EXERCISE INSTRUCTIONS: Starting at the line that contains "Query: silver car", repeat each line exactly until the records end, keeping both the first and the last.

== == ==

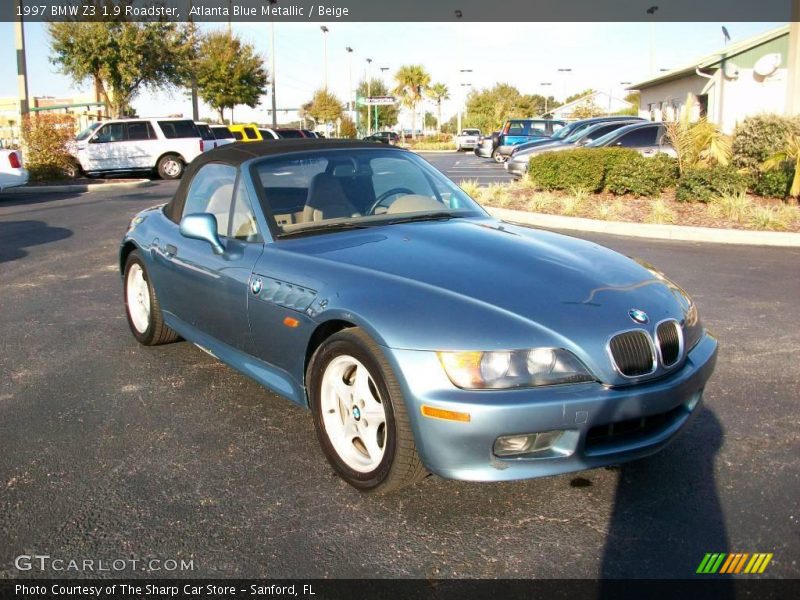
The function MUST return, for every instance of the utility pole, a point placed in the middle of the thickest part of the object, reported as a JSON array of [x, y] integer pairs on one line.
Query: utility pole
[[272, 66], [192, 42], [793, 82], [22, 69], [369, 95], [325, 52]]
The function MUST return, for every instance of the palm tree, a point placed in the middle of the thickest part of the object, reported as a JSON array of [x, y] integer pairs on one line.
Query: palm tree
[[438, 92], [697, 144], [411, 81], [790, 154]]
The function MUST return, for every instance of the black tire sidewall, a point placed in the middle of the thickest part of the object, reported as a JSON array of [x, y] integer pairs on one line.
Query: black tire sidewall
[[146, 337], [337, 345], [160, 167]]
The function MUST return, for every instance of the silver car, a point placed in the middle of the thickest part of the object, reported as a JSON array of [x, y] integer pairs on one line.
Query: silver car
[[517, 165]]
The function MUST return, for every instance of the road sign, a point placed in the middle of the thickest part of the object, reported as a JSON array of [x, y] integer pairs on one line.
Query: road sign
[[380, 100]]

== == ==

REPLY TO THE TASK:
Query: silver car
[[517, 165]]
The function MUST return, for every instance of the road sign, a point placed in the middle of the thickest part of the object, reported as a JSON array of [x, y] integer pairs on one line.
Query: road sign
[[380, 100]]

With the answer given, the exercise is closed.